**EXERCISE DIRECTIONS:** Reproduce the part of the profile of Brittany and Nick Lodise below, from "Their decision to have" up to and including "painting a bathroom.".

**SELECTED EXCERPT:**
|---|
THE PARENTS: Brittany Lodise, 33, and Nick Lodise, 34, of Manayunk

THE CHILD: Wren Harper, born Dec. 14, 2017

A PRE-PARENTHOOD TEST: They got a miniature poodle in 2013. "That was something we worked on together: Let's keep the dog alive," says Brittany. "The dog's still here."

People said to sleep when the baby sleeps. But the baby doesn't sleep noiselessly, like the American Girl doll Brittany used to tuck into bed before walking away to play with something else.

The real baby makes incomprehensible sounds. There's a burble from the general area of her diaper: Did she poop? Does the blanket need changing? Sure, she burped once after feeding, but was that enough? Does she need to burp again?

"You can't relax," Brittany says. "You're always on. That's hard. In order to be a good mom, I have to be on my A-game. But when you're tired, that's another thing."

Their decision to have children was like their decision to get married, their choice to be together in the first place: an intuitive, almost unspoken "yes." They met for the first time in 2003, when Brittany — home from college and helping her parents with a remodeling project — stopped at the house of a childhood friend to recruit help for stripping wallpaper and painting a bathroom.

Nick, a friend of that friend, volunteered. Brittany remembers hearing him sing along with the radio while he worked. "I thought: Wow, this person's so comfortable here. It was really intriguing to me that someone would be willing to help without asking anything in return."

But she was still an undergraduate, and Nick was about to leave for a few years of wandering around the United States — stints in Georgia and Texas, a circuitous path toward figuring out whom and what he wanted to be. The two reconnected in 2007. The timing was right.
|---|
**LISTED ENTRIES:**
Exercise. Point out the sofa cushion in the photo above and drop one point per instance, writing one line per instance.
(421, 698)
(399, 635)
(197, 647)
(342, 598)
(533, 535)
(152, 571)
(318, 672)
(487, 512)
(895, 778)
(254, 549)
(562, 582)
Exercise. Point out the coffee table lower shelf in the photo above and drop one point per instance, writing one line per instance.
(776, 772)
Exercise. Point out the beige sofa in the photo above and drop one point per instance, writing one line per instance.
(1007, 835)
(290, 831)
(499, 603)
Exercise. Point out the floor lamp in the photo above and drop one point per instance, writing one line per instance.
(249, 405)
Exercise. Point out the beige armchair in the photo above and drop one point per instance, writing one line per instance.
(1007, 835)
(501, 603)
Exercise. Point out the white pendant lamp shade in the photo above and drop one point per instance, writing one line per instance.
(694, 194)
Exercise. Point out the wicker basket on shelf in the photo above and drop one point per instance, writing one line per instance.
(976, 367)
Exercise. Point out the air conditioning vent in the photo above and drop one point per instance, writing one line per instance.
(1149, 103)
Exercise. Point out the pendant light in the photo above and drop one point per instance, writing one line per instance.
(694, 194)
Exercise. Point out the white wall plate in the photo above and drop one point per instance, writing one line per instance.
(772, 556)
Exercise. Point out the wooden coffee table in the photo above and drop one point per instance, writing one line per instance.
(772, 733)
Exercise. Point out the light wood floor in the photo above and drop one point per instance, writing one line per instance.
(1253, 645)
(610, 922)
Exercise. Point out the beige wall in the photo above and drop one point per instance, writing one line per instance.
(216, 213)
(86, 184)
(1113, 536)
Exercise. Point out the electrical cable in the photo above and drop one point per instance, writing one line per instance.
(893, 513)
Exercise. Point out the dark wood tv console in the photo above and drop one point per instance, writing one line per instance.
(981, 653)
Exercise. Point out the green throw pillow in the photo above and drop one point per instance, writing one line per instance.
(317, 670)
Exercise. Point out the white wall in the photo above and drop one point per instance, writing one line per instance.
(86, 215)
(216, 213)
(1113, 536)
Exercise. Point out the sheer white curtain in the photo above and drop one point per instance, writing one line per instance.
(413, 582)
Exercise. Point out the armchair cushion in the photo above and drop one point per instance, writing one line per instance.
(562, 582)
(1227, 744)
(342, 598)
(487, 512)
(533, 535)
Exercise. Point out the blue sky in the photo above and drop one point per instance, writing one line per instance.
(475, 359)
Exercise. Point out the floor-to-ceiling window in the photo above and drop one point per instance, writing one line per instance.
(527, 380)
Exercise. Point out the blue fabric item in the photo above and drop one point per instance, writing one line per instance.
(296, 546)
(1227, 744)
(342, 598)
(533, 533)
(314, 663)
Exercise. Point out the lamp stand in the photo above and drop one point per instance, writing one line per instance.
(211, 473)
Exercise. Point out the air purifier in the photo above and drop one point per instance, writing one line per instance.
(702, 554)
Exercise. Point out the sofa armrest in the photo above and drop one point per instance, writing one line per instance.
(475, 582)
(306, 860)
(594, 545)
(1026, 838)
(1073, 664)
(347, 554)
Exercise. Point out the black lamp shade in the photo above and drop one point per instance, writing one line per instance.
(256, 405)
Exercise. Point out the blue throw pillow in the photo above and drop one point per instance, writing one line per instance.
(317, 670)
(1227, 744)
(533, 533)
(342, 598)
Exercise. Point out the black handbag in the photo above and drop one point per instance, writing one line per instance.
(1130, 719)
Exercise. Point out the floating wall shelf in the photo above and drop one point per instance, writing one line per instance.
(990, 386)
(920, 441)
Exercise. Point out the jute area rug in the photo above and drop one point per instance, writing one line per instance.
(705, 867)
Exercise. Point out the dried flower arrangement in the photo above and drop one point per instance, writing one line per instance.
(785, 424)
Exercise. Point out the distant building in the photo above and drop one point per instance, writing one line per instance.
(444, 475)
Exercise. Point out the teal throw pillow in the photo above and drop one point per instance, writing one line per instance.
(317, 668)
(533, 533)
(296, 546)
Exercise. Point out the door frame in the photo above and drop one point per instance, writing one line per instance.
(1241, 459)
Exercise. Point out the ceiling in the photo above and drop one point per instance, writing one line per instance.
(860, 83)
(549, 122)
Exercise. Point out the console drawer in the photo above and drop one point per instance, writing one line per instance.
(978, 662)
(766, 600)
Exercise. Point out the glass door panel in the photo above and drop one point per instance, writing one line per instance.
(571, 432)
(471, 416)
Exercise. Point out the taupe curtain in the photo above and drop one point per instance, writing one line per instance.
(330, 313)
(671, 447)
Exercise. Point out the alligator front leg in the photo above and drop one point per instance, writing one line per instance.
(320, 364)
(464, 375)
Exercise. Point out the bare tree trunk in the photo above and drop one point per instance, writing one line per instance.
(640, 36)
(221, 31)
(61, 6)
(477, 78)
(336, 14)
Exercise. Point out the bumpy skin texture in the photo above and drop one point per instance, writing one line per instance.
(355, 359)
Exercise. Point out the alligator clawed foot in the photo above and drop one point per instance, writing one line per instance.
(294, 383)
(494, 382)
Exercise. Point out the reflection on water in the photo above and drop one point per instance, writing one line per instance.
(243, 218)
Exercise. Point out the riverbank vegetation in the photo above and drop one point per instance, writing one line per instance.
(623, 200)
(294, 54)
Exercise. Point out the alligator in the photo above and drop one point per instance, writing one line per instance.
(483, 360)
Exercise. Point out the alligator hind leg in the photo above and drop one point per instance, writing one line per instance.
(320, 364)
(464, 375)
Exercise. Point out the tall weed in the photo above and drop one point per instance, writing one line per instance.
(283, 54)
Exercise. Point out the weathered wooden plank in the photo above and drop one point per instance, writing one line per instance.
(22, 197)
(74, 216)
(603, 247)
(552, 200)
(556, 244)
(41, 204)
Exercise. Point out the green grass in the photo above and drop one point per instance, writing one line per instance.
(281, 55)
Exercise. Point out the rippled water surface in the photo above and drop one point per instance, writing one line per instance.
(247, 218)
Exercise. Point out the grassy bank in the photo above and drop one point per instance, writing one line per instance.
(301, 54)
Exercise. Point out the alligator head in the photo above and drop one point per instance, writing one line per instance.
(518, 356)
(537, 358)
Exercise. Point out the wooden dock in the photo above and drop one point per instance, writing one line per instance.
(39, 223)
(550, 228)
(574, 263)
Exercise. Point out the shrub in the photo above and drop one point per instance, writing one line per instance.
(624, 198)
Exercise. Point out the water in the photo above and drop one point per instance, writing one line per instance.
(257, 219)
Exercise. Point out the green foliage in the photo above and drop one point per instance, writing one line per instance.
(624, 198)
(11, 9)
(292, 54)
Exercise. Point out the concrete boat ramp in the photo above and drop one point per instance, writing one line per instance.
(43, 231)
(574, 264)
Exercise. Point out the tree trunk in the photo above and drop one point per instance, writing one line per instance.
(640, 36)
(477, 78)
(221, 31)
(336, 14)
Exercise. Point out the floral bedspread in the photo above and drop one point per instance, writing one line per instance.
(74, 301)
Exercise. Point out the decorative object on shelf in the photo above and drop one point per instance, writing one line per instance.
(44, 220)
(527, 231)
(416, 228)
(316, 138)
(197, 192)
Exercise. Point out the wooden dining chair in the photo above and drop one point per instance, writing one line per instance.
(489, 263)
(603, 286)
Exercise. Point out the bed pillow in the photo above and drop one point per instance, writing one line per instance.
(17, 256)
|---|
**RESPONSE TO THE TASK:**
Their decision to have children was like their decision to get married, their choice to be together in the first place: an intuitive, almost unspoken "yes." They met for the first time in 2003, when Brittany — home from college and helping her parents with a remodeling project — stopped at the house of a childhood friend to recruit help for stripping wallpaper and painting a bathroom.